Nvpmodel config

In general, mostly you don’t want them reserved. Unless you have a purpose for doing so, then I’d remove the “isolcpus=1-2”. However, generally speaking, this won’t stop anything from working either way, it just changes performance.

It isn’t your original question, but it might be worth explaining some background related to all this. This goes beyond a simple answer, but instead of just saying to use or not use isolcpus you might find this interesting (ignore this if you don’t need to know why cores might be isolated).

First, the Denver cores do much the same as the other cores, but they have different characteristics. I think one reason they were added on the early models is because of the energy efficiency and flexibility. But overall, they are not that different from any other core.

So the question becomes one of which core to use and when. This takes you down the proverbial rabbit hole of schedulers and just what multitasking is. Any time you have more threads or processes than you have compute resources something has to wait while something else runs. Determining what runs and when is something end users rarely think about, but the scheduler does this constantly based on some rule.

-- Stored records --
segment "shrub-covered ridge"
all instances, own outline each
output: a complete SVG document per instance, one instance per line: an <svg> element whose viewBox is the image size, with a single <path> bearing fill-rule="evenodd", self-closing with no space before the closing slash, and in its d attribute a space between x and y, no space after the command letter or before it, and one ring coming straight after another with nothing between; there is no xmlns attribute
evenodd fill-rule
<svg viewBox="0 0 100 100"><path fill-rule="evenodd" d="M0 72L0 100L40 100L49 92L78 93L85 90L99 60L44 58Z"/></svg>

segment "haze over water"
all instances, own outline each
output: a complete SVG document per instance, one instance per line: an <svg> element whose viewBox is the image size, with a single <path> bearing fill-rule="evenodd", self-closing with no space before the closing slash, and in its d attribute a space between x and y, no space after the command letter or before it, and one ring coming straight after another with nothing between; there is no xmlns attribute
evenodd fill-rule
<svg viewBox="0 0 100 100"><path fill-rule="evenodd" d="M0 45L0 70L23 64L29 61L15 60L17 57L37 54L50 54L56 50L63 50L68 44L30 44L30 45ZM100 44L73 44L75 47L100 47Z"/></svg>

==

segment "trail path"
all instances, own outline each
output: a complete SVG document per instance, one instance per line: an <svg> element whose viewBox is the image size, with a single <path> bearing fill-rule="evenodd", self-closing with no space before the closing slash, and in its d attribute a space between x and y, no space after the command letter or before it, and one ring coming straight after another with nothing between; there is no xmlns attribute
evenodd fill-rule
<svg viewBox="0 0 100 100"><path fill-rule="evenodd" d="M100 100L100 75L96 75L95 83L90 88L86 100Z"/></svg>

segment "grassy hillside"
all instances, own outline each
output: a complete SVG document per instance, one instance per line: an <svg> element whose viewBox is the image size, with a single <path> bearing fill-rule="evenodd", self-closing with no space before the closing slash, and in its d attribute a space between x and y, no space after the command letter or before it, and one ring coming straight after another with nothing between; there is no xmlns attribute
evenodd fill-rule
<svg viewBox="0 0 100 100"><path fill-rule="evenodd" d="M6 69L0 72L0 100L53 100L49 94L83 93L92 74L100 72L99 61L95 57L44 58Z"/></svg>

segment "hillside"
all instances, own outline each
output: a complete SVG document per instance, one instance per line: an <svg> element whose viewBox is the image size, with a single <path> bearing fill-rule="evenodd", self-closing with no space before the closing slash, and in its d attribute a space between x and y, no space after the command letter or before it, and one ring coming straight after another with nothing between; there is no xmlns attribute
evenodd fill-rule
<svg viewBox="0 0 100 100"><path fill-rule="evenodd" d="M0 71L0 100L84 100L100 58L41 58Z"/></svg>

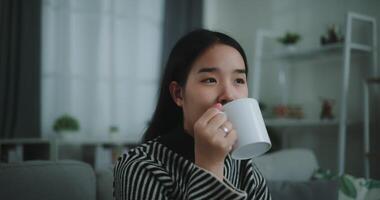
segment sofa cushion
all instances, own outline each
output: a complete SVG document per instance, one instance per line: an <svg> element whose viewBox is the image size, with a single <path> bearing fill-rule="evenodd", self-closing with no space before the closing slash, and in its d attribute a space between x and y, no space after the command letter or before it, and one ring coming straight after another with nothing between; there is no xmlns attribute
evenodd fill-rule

-- Requirement --
Reproduce the Nvpmodel config passage word for word, everything from "First, the Denver" down to "on some rule.". These lines have no connection to the text above.

-- Right answer --
First, the Denver cores do much the same as the other cores, but they have different characteristics. I think one reason they were added on the early models is because of the energy efficiency and flexibility. But overall, they are not that different from any other core.

So the question becomes one of which core to use and when. This takes you down the proverbial rabbit hole of schedulers and just what multitasking is. Any time you have more threads or processes than you have compute resources something has to wait while something else runs. Determining what runs and when is something end users rarely think about, but the scheduler does this constantly based on some rule.